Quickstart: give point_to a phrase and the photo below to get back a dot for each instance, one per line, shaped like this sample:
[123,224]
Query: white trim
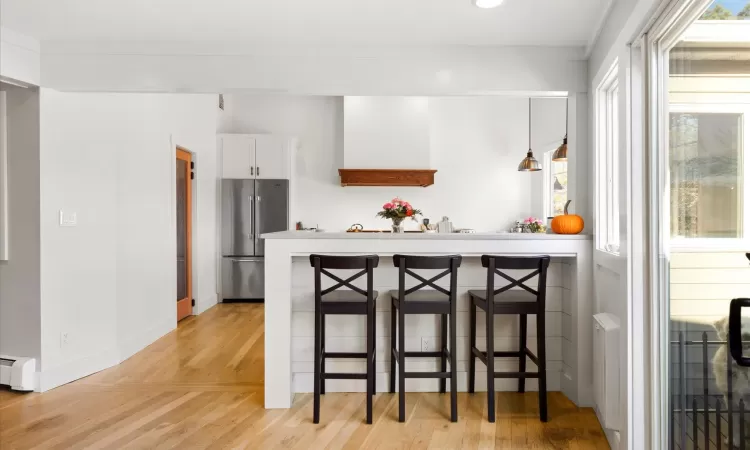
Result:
[639,416]
[718,31]
[606,212]
[4,242]
[600,22]
[666,29]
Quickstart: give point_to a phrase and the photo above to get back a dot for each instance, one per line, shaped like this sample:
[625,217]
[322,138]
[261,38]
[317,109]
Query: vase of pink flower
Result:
[397,210]
[534,225]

**What to produce:**
Repeat, without changes, every line from the one that contains "Quickstart: give point_to a phrase and the photo above" through the final line of the data.

**Answer for this exercise:**
Quickstart: give point_to a phrase and the photo above to get back a dot for each instance, one per line, shaped like this sample:
[625,217]
[322,138]
[261,38]
[317,109]
Query: vase of pink flower
Result:
[397,210]
[534,225]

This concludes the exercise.